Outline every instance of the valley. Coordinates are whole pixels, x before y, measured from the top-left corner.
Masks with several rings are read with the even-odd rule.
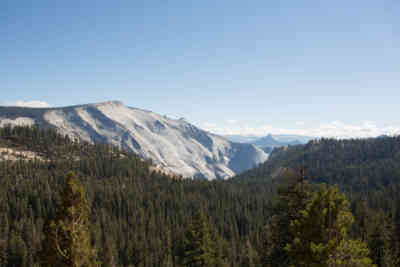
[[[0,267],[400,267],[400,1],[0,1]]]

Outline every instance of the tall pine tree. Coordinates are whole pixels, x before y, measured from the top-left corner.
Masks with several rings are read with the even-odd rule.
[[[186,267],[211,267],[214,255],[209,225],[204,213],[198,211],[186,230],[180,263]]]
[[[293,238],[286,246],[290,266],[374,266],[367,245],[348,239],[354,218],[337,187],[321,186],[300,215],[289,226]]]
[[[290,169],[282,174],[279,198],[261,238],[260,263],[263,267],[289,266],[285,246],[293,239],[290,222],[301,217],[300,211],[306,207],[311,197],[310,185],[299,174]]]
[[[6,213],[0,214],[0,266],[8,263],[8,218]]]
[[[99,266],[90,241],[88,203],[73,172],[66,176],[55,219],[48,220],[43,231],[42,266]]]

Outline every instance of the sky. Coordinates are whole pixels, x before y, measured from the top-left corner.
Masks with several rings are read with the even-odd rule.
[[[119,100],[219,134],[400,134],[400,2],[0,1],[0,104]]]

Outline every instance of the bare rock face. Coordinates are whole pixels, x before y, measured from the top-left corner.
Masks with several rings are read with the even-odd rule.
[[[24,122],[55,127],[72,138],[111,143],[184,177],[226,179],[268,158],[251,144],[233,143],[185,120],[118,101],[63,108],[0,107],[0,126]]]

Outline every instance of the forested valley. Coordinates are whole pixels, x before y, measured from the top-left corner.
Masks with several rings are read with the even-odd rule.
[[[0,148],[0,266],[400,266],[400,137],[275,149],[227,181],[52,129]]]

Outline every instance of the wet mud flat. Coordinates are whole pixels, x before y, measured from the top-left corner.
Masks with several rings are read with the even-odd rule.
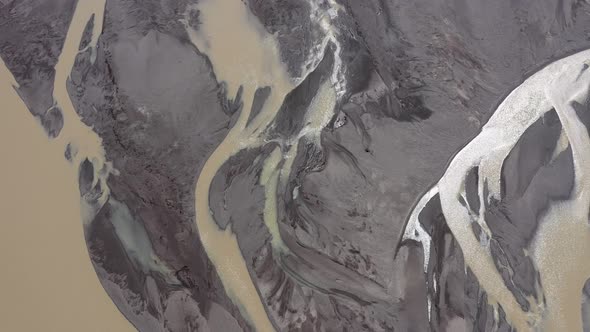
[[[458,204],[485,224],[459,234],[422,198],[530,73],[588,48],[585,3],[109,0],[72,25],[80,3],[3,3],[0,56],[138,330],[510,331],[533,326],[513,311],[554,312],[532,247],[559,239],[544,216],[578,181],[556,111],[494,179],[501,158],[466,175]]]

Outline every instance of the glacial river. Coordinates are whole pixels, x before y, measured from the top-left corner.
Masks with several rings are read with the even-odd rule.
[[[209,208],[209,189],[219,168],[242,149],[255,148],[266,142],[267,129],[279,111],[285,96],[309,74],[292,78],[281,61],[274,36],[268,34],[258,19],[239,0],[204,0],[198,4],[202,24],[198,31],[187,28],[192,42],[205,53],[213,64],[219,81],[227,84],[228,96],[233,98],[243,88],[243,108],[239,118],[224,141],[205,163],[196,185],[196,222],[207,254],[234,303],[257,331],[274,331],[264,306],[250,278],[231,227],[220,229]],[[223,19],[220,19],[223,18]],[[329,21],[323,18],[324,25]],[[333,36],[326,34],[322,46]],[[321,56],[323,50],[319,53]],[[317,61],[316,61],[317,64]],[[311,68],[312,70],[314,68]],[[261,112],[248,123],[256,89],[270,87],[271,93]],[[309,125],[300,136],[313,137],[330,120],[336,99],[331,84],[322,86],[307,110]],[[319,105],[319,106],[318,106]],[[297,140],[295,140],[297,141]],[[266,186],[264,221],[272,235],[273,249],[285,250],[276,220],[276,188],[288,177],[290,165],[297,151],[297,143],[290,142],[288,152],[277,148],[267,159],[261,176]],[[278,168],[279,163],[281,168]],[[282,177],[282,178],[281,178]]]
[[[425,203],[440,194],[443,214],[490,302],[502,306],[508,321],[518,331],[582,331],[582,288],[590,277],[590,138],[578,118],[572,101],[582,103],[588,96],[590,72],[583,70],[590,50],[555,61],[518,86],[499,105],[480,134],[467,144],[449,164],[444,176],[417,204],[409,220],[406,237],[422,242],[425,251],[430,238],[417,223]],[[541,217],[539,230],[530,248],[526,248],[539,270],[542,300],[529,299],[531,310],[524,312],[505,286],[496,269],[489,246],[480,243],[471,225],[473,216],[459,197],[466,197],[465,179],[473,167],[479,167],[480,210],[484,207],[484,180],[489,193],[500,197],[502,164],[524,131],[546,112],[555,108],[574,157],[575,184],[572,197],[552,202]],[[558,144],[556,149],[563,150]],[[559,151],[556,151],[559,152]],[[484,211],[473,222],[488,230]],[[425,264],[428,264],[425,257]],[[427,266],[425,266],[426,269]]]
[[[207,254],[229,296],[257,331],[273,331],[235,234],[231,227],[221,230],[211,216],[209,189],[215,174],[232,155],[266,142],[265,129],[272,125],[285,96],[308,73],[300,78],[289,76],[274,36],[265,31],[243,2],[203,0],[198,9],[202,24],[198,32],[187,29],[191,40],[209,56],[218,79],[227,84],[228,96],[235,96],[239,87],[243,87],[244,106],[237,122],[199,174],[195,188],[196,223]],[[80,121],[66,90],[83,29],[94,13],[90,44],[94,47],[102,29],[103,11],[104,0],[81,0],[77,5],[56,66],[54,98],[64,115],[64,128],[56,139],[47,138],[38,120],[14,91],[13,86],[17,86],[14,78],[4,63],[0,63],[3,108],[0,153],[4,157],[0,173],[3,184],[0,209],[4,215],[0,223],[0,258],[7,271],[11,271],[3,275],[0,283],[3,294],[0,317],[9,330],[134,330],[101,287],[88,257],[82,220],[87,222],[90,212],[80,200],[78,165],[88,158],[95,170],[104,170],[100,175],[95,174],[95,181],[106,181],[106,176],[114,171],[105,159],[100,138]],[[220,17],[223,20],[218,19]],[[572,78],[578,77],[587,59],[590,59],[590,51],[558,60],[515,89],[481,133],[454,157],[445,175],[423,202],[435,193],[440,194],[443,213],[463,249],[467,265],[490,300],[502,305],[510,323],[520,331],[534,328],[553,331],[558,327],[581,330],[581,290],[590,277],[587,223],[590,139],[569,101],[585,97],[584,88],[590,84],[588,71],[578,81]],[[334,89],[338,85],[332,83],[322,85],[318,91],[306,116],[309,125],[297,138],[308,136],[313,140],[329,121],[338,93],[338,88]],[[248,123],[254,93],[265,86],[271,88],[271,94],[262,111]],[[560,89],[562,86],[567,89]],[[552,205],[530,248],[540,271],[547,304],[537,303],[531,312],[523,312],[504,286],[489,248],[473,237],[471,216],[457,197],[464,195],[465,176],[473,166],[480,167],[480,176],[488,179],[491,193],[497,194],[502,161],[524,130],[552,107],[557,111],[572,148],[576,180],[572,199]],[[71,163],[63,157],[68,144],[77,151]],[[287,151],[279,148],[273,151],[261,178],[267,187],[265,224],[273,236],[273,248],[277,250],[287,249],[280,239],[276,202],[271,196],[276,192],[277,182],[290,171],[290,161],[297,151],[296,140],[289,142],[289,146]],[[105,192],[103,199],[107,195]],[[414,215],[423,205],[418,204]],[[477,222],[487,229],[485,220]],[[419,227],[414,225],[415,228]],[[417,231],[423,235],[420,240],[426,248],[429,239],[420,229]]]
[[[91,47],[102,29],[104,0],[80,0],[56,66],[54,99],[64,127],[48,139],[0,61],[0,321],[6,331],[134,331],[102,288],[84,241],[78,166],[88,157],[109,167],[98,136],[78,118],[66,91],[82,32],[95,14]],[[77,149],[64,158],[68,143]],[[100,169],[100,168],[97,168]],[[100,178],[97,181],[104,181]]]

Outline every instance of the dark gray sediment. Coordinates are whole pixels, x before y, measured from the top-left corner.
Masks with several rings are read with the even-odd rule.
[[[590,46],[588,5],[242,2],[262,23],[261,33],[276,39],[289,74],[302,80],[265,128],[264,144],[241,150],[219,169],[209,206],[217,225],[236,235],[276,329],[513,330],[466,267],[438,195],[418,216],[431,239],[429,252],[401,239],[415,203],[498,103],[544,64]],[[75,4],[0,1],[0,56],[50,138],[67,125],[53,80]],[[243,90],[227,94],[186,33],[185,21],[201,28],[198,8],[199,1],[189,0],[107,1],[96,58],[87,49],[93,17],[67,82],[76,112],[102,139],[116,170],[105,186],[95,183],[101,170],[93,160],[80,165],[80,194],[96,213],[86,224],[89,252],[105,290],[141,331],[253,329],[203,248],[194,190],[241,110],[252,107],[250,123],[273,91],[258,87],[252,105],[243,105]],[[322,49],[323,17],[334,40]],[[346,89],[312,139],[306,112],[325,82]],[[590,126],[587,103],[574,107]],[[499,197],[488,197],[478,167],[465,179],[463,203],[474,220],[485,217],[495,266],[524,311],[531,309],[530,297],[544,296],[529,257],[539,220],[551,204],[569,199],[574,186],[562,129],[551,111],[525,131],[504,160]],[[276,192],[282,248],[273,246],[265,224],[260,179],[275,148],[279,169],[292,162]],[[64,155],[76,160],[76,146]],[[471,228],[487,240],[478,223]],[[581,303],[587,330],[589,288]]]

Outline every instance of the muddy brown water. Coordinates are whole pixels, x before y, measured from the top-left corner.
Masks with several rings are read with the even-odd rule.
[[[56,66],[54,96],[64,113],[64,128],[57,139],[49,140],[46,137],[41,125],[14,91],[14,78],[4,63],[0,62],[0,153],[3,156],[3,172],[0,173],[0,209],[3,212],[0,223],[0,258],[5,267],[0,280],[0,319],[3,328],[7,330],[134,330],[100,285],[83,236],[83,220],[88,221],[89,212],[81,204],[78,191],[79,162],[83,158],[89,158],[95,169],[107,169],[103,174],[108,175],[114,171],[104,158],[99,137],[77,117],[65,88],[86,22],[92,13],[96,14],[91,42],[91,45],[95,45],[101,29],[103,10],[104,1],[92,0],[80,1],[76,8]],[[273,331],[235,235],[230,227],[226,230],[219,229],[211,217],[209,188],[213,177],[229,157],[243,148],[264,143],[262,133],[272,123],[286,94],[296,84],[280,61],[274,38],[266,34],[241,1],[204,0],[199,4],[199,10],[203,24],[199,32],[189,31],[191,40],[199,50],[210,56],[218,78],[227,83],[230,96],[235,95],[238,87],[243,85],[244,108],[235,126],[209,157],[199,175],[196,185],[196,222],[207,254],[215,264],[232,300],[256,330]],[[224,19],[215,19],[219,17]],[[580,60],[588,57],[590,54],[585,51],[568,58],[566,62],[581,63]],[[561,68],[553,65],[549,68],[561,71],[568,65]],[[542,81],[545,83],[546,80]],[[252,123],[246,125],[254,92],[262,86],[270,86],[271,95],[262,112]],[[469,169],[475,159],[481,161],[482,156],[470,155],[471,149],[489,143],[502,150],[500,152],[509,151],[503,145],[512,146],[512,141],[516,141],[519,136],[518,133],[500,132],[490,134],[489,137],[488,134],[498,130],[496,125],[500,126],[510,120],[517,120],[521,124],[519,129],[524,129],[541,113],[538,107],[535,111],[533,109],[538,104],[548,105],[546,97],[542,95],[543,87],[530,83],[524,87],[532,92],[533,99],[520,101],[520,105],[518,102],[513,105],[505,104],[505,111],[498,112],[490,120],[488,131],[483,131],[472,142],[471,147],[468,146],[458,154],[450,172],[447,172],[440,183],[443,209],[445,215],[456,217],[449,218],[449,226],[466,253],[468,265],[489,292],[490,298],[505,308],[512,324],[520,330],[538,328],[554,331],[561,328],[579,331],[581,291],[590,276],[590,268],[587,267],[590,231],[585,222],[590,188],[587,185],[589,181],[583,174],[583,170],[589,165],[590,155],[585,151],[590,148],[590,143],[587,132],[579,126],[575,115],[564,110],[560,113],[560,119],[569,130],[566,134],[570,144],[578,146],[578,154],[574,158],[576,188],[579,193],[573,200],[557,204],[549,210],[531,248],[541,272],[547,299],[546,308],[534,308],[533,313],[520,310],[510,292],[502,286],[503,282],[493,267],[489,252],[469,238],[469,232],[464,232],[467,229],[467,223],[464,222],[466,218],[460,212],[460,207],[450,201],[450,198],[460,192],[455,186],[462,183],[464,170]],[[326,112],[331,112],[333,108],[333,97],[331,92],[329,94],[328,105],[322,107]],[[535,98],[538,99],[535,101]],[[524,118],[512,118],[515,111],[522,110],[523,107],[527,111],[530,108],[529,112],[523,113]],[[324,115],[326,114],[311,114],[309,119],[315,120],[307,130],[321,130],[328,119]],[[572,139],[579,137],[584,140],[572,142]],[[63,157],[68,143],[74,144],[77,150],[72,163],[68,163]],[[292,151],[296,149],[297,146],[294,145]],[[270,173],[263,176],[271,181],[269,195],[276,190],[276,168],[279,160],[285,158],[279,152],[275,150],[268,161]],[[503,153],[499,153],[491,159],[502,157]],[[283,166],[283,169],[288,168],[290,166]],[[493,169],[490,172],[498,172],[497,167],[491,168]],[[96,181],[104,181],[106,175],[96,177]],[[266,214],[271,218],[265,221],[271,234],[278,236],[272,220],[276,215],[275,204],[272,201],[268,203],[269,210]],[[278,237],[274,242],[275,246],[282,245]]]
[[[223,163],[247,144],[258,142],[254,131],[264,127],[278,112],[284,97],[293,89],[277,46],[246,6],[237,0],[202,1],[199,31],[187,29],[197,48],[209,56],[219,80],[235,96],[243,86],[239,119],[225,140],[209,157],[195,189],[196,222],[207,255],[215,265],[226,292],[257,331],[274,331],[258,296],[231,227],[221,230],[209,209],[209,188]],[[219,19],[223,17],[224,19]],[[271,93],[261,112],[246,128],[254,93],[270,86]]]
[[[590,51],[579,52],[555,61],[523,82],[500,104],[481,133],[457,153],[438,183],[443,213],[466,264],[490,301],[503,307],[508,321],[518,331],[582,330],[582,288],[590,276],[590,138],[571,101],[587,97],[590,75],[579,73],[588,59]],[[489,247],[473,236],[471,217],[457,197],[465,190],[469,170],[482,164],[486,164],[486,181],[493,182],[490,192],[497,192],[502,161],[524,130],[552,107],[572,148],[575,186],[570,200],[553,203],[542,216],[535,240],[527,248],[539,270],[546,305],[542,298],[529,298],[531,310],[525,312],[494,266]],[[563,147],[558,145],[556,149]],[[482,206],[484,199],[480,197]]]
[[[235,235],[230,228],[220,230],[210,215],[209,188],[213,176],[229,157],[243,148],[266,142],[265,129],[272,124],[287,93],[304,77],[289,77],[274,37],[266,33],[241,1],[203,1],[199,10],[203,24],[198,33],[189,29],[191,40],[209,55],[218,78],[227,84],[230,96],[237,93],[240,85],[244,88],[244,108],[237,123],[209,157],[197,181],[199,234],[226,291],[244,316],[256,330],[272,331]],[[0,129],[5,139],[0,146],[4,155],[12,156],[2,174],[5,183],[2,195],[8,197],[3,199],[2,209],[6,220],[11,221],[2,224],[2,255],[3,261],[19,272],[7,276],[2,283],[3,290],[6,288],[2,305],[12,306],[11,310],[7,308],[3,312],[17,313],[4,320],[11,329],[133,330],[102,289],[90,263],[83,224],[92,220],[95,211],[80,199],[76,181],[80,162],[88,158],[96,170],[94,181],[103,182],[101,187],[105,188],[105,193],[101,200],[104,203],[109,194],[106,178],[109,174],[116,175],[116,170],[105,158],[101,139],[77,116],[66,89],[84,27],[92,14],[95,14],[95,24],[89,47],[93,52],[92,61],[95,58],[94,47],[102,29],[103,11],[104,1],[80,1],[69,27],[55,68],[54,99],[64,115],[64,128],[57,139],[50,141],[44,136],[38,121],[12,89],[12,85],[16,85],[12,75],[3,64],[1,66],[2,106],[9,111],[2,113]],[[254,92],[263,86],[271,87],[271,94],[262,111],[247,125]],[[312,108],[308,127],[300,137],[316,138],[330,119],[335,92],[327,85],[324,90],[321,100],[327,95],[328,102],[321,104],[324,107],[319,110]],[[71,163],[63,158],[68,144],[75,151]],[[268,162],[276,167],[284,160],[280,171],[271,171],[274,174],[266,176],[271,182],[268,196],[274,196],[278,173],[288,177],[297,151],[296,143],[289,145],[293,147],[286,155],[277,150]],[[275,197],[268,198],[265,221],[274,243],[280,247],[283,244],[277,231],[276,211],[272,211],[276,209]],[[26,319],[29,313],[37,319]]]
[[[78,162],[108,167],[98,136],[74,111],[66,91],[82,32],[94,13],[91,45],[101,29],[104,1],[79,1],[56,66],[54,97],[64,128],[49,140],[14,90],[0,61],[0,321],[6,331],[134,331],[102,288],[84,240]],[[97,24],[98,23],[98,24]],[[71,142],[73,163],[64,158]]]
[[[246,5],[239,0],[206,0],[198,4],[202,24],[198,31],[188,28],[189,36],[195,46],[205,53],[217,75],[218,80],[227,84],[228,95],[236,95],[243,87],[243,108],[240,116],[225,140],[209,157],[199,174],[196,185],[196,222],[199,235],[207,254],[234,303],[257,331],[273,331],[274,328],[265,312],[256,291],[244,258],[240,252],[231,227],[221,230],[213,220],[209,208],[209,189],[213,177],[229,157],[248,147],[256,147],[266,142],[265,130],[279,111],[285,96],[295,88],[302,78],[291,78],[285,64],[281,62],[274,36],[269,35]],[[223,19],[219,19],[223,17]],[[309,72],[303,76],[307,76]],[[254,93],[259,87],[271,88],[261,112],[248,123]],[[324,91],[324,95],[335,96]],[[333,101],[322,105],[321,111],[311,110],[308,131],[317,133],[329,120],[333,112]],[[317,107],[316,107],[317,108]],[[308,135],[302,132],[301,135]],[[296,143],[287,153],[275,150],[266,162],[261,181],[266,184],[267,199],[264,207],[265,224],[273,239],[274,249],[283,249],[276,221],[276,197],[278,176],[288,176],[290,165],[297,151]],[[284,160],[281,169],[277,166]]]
++++++++++
* ACTION ITEM *
Given the records above, return the lines starting at the one that holds "Outline every instance of the wet" and ending at the one that holds "Outline every instance of the glacial", exactly, and nothing besides; leave every picture out.

* SOLUTION *
Outline every instance of the wet mud flat. Coordinates are whole pixels, x before y, measured from the top-left corner.
Masks with several rings are read with the even-odd rule.
[[[458,204],[485,224],[459,234],[422,198],[530,73],[588,48],[585,3],[109,0],[72,25],[80,3],[3,3],[0,56],[138,330],[510,331],[533,326],[513,311],[554,312],[532,247],[559,239],[544,216],[578,181],[556,111],[494,179],[501,158],[466,175]]]

Outline every instance of the glacial river. Coordinates are whole pixels, x before y, measured from the top-left corner.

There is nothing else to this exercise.